** Start Material shown **

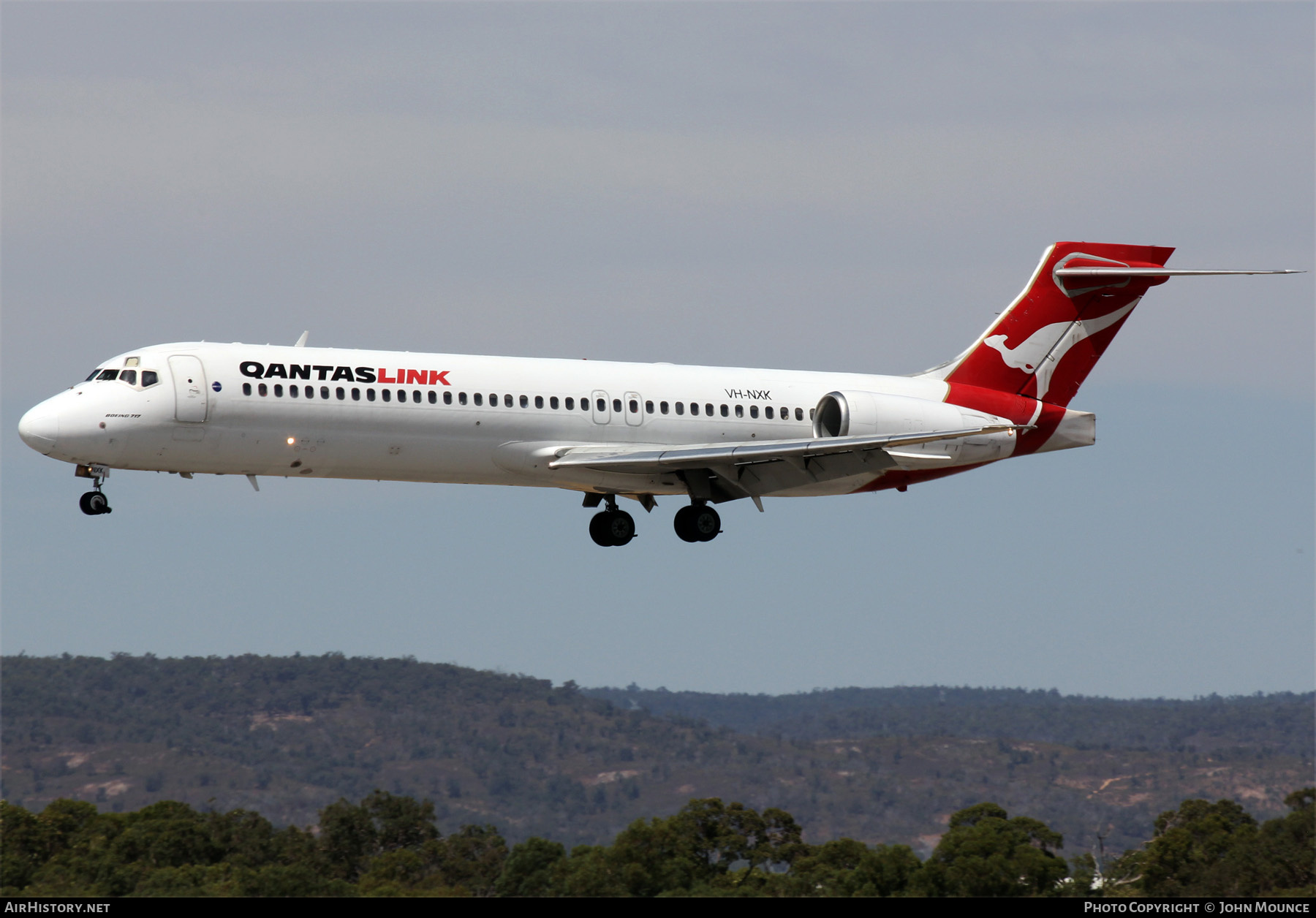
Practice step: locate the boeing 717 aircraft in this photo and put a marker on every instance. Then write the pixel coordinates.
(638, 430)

** End Material shown **
** Start Material shown **

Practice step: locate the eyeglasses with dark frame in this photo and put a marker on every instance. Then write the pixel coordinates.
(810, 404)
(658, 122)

** End Material shown **

Written instruction:
Report how many lines of the items above contain the word "locate", with case counting, and reply with only that number.

Problem solution:
2